Directions for this task: Where a picture occurs in the data, omit it, and copy all remaining data exactly.

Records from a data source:
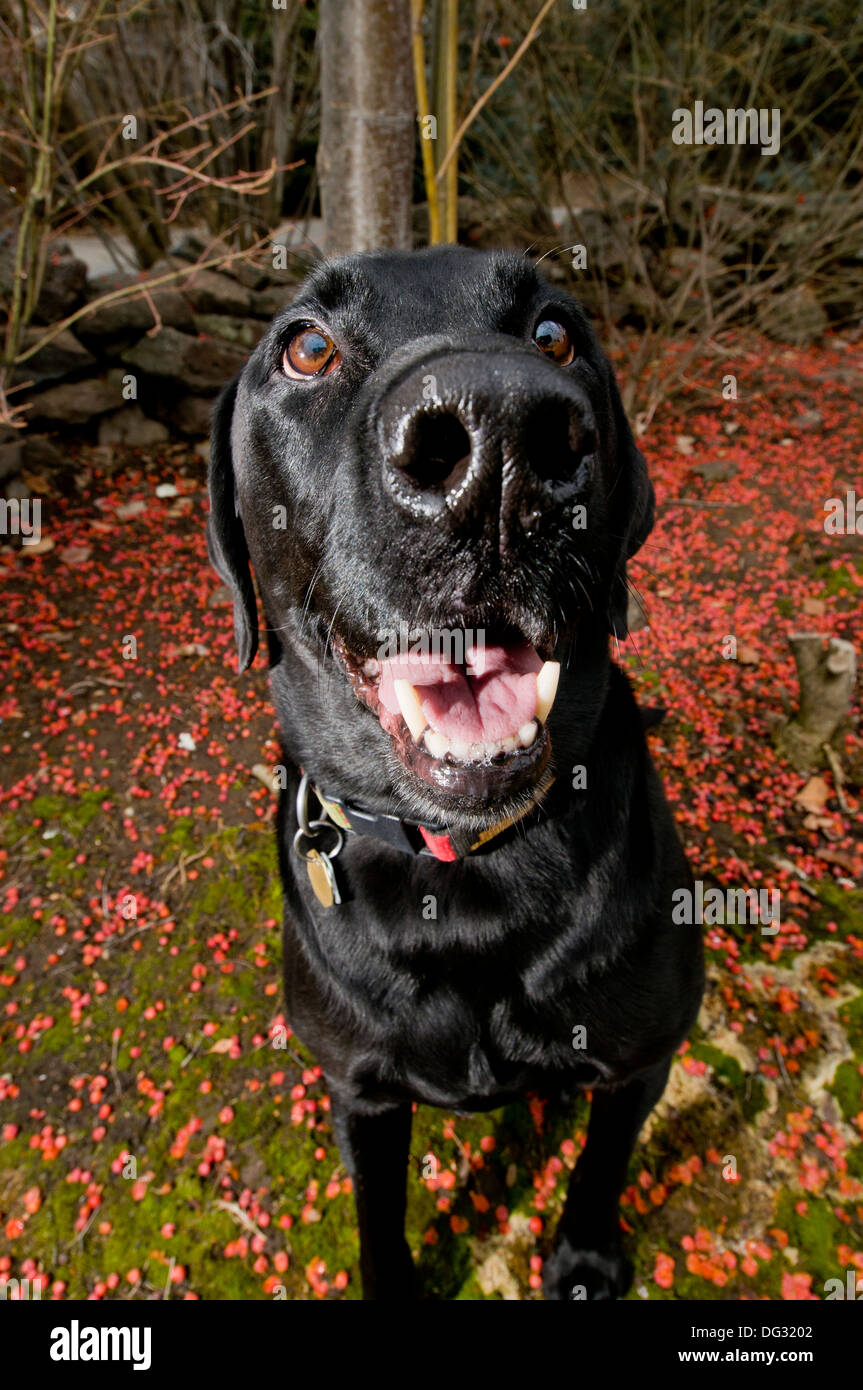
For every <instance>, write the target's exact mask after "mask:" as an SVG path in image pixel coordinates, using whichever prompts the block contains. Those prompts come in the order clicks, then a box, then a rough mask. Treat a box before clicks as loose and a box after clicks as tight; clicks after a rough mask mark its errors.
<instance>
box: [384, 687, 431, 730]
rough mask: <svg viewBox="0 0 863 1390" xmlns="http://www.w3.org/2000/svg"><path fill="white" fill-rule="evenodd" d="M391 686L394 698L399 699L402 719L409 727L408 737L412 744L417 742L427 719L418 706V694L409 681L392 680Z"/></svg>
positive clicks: (398, 700)
mask: <svg viewBox="0 0 863 1390" xmlns="http://www.w3.org/2000/svg"><path fill="white" fill-rule="evenodd" d="M392 688H393V691H395V695H396V699H397V701H399V709H400V710H402V719H403V720H404V723H406V724H407V727H409V728H410V737H411V738H413V741H414V744H418V742H420V739H421V738H422V731H424V728H425V727H427V726H428V720H427V717H425V714H424V713H422V709H421V708H420V696H418V695H417V692H416V689H414V687H413V685H411V684H410V681H402V680H399V681H393V682H392Z"/></svg>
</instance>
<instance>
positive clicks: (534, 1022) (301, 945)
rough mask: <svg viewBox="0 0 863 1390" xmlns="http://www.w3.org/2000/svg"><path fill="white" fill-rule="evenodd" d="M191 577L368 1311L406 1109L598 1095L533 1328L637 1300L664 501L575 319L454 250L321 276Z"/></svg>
mask: <svg viewBox="0 0 863 1390" xmlns="http://www.w3.org/2000/svg"><path fill="white" fill-rule="evenodd" d="M210 503H211V510H210V518H208V527H207V535H208V548H210V557H211V560H213V564H214V567H215V570H217V571H218V574H220V575H221V578H222V580H224V582H225V584H228V585H229V587H231V589H232V594H233V620H235V634H236V645H238V649H239V669H240V671H242V670H245V669H246V667H247V666H249V663H250V662H252V659H253V656H254V652H256V649H257V635H258V628H257V609H256V596H254V588H253V582H252V574H250V563H249V562H252V564H253V566H254V573H256V575H257V587H258V591H260V598H261V603H263V612H264V614H265V624H267V642H268V653H270V664H271V687H272V696H274V702H275V708H277V712H278V719H279V724H281V737H282V745H283V784H285V790H283V791H282V795H281V802H279V816H278V837H279V860H281V876H282V884H283V897H285V988H286V1012H288V1017H289V1020H290V1023H292V1027H293V1029H295V1030H296V1033H297V1036H299V1037H300V1038H302V1040H303V1041H304V1042H306V1045H307V1047H309V1048H311V1049H313V1052H314V1054H315V1055H317V1058H318V1061H320V1063H321V1066H322V1070H324V1073H325V1077H327V1081H328V1086H329V1093H331V1101H332V1118H334V1126H335V1134H336V1138H338V1144H339V1150H340V1154H342V1158H343V1161H345V1163H346V1166H347V1169H349V1172H350V1173H352V1177H353V1184H354V1194H356V1205H357V1215H359V1227H360V1248H361V1275H363V1290H364V1297H365V1298H384V1300H403V1298H407V1297H410V1295H411V1294H413V1289H414V1282H413V1265H411V1258H410V1251H409V1248H407V1244H406V1240H404V1207H406V1184H407V1159H409V1147H410V1130H411V1102H422V1104H427V1105H436V1106H443V1108H445V1109H450V1111H457V1112H459V1111H464V1112H471V1111H486V1109H495V1108H498V1106H502V1105H504V1104H507V1102H509V1101H510V1099H513V1098H514V1097H520V1095H524V1093H527V1091H532V1093H539V1094H542V1095H545V1097H552V1098H556V1099H557V1101H566V1097H567V1095H568V1094H570V1095H571V1094H574V1093H575V1091H578V1090H584V1088H589V1090H591V1091H592V1094H593V1099H592V1106H591V1120H589V1130H588V1141H586V1147H585V1150H584V1154H582V1155H581V1159H580V1162H578V1165H577V1169H575V1172H574V1175H573V1179H571V1183H570V1187H568V1193H567V1198H566V1207H564V1212H563V1218H561V1220H560V1225H559V1227H557V1234H556V1238H554V1244H553V1247H552V1251H550V1254H549V1257H548V1258H546V1261H545V1273H543V1287H545V1297H546V1298H552V1300H564V1298H614V1297H620V1295H621V1294H623V1293H625V1290H627V1289H628V1286H630V1282H631V1277H632V1268H631V1262H630V1261H628V1259H627V1258H625V1255H624V1252H623V1248H621V1236H620V1220H618V1197H620V1191H621V1187H623V1184H624V1181H625V1175H627V1166H628V1159H630V1155H631V1151H632V1147H634V1144H635V1141H636V1138H638V1133H639V1129H641V1126H642V1123H643V1120H645V1119H646V1116H648V1113H649V1112H650V1109H652V1106H653V1105H655V1102H656V1101H657V1099H659V1097H660V1095H661V1093H663V1088H664V1086H666V1079H667V1074H668V1066H670V1061H671V1055H673V1052H674V1049H675V1048H677V1047H678V1045H680V1042H681V1041H682V1040H684V1037H685V1034H687V1031H688V1029H689V1027H691V1024H692V1022H693V1019H695V1016H696V1012H698V1006H699V1001H700V997H702V988H703V960H702V942H700V934H699V931H698V927H695V929H693V927H685V926H678V924H675V923H673V919H671V913H673V892H674V891H675V890H680V888H689V887H691V883H692V880H691V873H689V869H688V865H687V860H685V858H684V852H682V849H681V845H680V841H678V837H677V833H675V827H674V823H673V819H671V813H670V810H668V806H667V803H666V799H664V794H663V790H661V785H660V781H659V777H657V774H656V771H655V769H653V765H652V762H650V756H649V753H648V748H646V741H645V733H643V721H642V716H641V713H639V710H638V708H636V703H635V699H634V695H632V691H631V688H630V684H628V681H627V677H625V676H624V674H623V671H621V670H620V667H618V666H616V664H613V662H611V659H610V651H609V646H610V634H614V635H616V637H617V638H623V637H624V635H625V631H627V627H625V613H627V559H628V557H630V556H631V555H634V552H635V550H636V549H638V548H639V545H641V543H642V541H643V539H645V537H646V535H648V532H649V531H650V527H652V524H653V489H652V485H650V482H649V480H648V473H646V466H645V460H643V457H642V455H641V453H639V450H638V449H636V446H635V442H634V439H632V434H631V430H630V425H628V424H627V420H625V416H624V411H623V407H621V400H620V396H618V391H617V385H616V382H614V377H613V373H611V368H610V366H609V363H607V361H606V359H605V356H603V353H602V350H600V347H599V345H598V341H596V336H595V334H593V331H592V329H591V327H589V324H588V321H586V320H585V317H584V314H582V313H581V310H580V307H578V304H577V303H575V302H574V300H573V299H571V297H570V296H568V295H567V293H563V292H561V291H560V289H557V288H553V286H552V285H550V284H548V282H546V281H545V279H543V278H542V277H541V275H539V274H538V272H536V270H535V268H534V265H532V264H531V263H529V261H528V260H527V259H523V257H518V256H513V254H503V253H486V252H475V250H463V249H459V247H454V246H445V247H435V249H429V250H424V252H416V253H372V254H363V256H352V257H347V259H345V260H338V261H331V263H325V264H322V265H321V267H320V268H317V270H315V271H314V272H313V274H311V275H310V278H309V279H307V281H306V282H304V285H303V286H302V288H300V291H299V293H297V296H296V299H295V302H293V303H292V304H290V306H289V307H288V309H285V311H283V313H282V314H279V316H278V317H277V318H275V321H274V322H272V324H271V327H270V329H268V331H267V334H265V336H264V338H263V341H261V342H260V343H258V346H257V347H256V350H254V352H253V354H252V356H250V359H249V361H247V364H246V366H245V368H243V370H242V371H240V374H239V377H238V378H236V379H235V381H233V382H232V384H231V385H229V386H228V388H227V391H225V392H224V393H222V396H221V398H220V400H218V403H217V407H215V413H214V424H213V439H211V460H210Z"/></svg>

Response to this exercise:
For every <instance>, write the target's exact mask after "mask:" as an SVG path in image pixel coordinates, using whichever prompts the block contains. Those prompts come in the order clicks, then a box, then a rough mask. Treat a box before clicks as loose and a box after clicks as tight; clicks after a rough mask mark its errors.
<instance>
box: [384, 687, 431, 730]
rough mask: <svg viewBox="0 0 863 1390" xmlns="http://www.w3.org/2000/svg"><path fill="white" fill-rule="evenodd" d="M391 686L394 698L399 699L402 719L409 727L408 737L412 744L417 742L427 719L418 706V694L409 681L392 680Z"/></svg>
positive clicks: (398, 700)
mask: <svg viewBox="0 0 863 1390" xmlns="http://www.w3.org/2000/svg"><path fill="white" fill-rule="evenodd" d="M392 688H393V691H395V695H396V699H397V701H399V709H400V710H402V719H403V720H404V723H406V724H407V727H409V728H410V737H411V738H413V741H414V744H418V742H420V739H421V738H422V731H424V728H425V727H427V726H428V720H427V717H425V714H424V713H422V709H421V708H420V696H418V695H417V692H416V689H414V687H413V685H411V684H410V681H402V680H399V681H393V682H392Z"/></svg>
</instance>
<instance>
positive clicks: (534, 1022) (301, 945)
rough mask: <svg viewBox="0 0 863 1390" xmlns="http://www.w3.org/2000/svg"><path fill="white" fill-rule="evenodd" d="M191 577L368 1311L406 1109L598 1095L533 1328L637 1300L664 501L575 319L454 250L321 276Z"/></svg>
mask: <svg viewBox="0 0 863 1390" xmlns="http://www.w3.org/2000/svg"><path fill="white" fill-rule="evenodd" d="M210 503H211V510H210V518H208V527H207V535H208V548H210V557H211V560H213V564H214V567H215V570H217V571H218V574H220V575H221V578H222V580H224V582H225V584H228V585H229V587H231V589H232V594H233V620H235V634H236V645H238V649H239V669H240V671H242V670H245V669H246V667H247V666H249V663H250V662H252V659H253V656H254V652H256V649H257V635H258V628H257V609H256V596H254V588H253V582H252V574H250V563H249V562H252V564H253V566H254V573H256V575H257V587H258V591H260V598H261V603H263V612H264V614H265V624H267V642H268V653H270V664H271V687H272V696H274V702H275V708H277V712H278V719H279V724H281V737H282V745H283V784H285V790H283V791H282V795H281V802H279V816H278V837H279V860H281V876H282V884H283V897H285V988H286V1012H288V1017H289V1020H290V1023H292V1027H293V1029H295V1030H296V1033H297V1036H299V1037H300V1038H302V1040H303V1041H304V1042H306V1045H307V1047H309V1048H311V1049H313V1052H314V1054H315V1055H317V1058H318V1061H320V1063H321V1066H322V1070H324V1073H325V1077H327V1081H328V1086H329V1093H331V1101H332V1118H334V1126H335V1134H336V1138H338V1144H339V1150H340V1154H342V1158H343V1161H345V1163H346V1166H347V1169H349V1172H350V1173H352V1177H353V1184H354V1194H356V1205H357V1215H359V1227H360V1248H361V1275H363V1290H364V1297H365V1298H384V1300H403V1298H407V1297H410V1295H411V1294H413V1289H414V1282H413V1265H411V1258H410V1251H409V1248H407V1244H406V1240H404V1207H406V1184H407V1159H409V1147H410V1130H411V1102H422V1104H427V1105H436V1106H443V1108H445V1109H450V1111H457V1112H459V1111H464V1112H471V1111H486V1109H495V1108H498V1106H502V1105H504V1104H507V1102H509V1101H510V1099H513V1098H514V1097H520V1095H524V1093H527V1091H532V1093H539V1094H542V1095H545V1097H552V1098H556V1099H557V1101H566V1097H567V1095H568V1094H570V1095H571V1094H574V1093H575V1091H578V1090H584V1088H589V1090H591V1091H592V1094H593V1099H592V1106H591V1120H589V1130H588V1141H586V1147H585V1150H584V1154H582V1155H581V1159H580V1162H578V1165H577V1169H575V1172H574V1175H573V1179H571V1183H570V1187H568V1193H567V1198H566V1207H564V1212H563V1218H561V1220H560V1225H559V1227H557V1234H556V1238H554V1244H553V1247H552V1251H550V1254H549V1257H548V1258H546V1261H545V1273H543V1287H545V1297H546V1298H552V1300H564V1298H614V1297H620V1295H621V1294H623V1293H625V1290H627V1289H628V1286H630V1282H631V1277H632V1268H631V1262H630V1261H628V1259H627V1258H625V1255H624V1252H623V1248H621V1236H620V1220H618V1197H620V1191H621V1187H623V1184H624V1181H625V1175H627V1166H628V1159H630V1155H631V1151H632V1147H634V1144H635V1141H636V1138H638V1133H639V1129H641V1126H642V1123H643V1120H645V1119H646V1116H648V1113H649V1112H650V1109H652V1106H653V1105H655V1102H656V1101H657V1099H659V1097H660V1095H661V1093H663V1088H664V1086H666V1079H667V1074H668V1066H670V1061H671V1055H673V1052H674V1049H675V1048H677V1047H678V1045H680V1042H681V1041H682V1040H684V1037H685V1034H687V1031H688V1029H689V1027H691V1024H692V1022H693V1019H695V1016H696V1012H698V1006H699V1001H700V997H702V988H703V960H702V942H700V934H699V931H698V927H695V929H693V927H685V926H678V924H675V923H673V919H671V913H673V892H674V891H675V890H680V888H689V887H691V883H692V880H691V873H689V869H688V865H687V860H685V858H684V852H682V849H681V845H680V841H678V837H677V833H675V827H674V823H673V819H671V813H670V810H668V806H667V803H666V799H664V794H663V790H661V785H660V781H659V777H657V774H656V771H655V769H653V765H652V762H650V756H649V753H648V748H646V741H645V733H643V721H642V716H641V713H639V710H638V708H636V703H635V699H634V695H632V691H631V688H630V684H628V681H627V677H625V676H624V674H623V671H621V670H620V667H618V666H616V664H613V662H611V659H610V651H609V646H610V634H614V635H616V637H617V638H623V637H624V635H625V631H627V627H625V613H627V559H628V557H630V556H631V555H634V552H635V550H636V549H638V548H639V545H641V543H642V541H643V539H645V537H646V535H648V532H649V531H650V527H652V524H653V489H652V485H650V482H649V480H648V473H646V466H645V460H643V457H642V455H641V453H639V450H638V449H636V446H635V442H634V439H632V434H631V430H630V425H628V424H627V420H625V416H624V411H623V407H621V400H620V396H618V391H617V385H616V382H614V377H613V373H611V368H610V366H609V363H607V361H606V359H605V356H603V353H602V350H600V347H599V345H598V341H596V336H595V334H593V331H592V329H591V327H589V324H588V321H586V320H585V317H584V314H582V313H581V310H580V307H578V304H577V303H575V302H574V300H573V299H571V297H570V296H568V295H567V293H563V292H561V291H560V289H557V288H553V286H552V285H550V284H548V282H546V281H545V279H543V278H542V277H541V275H539V274H538V272H536V270H535V268H534V265H532V264H531V263H529V261H528V260H527V259H523V257H518V256H513V254H503V253H486V252H475V250H463V249H459V247H454V246H445V247H435V249H429V250H424V252H416V253H372V254H363V256H352V257H347V259H345V260H338V261H331V263H325V264H322V265H321V267H320V268H317V270H315V271H314V272H313V274H311V275H310V278H309V279H307V281H306V282H304V285H303V286H302V288H300V291H299V293H297V296H296V299H295V302H293V303H292V304H290V306H289V307H288V309H285V311H283V313H282V314H279V316H278V317H277V318H275V321H274V322H272V324H271V327H270V329H268V331H267V334H265V336H264V338H263V341H261V342H260V343H258V346H257V347H256V350H254V352H253V354H252V356H250V359H249V361H247V364H246V366H245V368H243V370H242V371H240V374H239V377H238V378H236V379H235V381H233V382H232V384H231V385H229V386H228V388H227V391H225V392H224V393H222V396H221V398H220V400H218V403H217V407H215V413H214V424H213V439H211V460H210Z"/></svg>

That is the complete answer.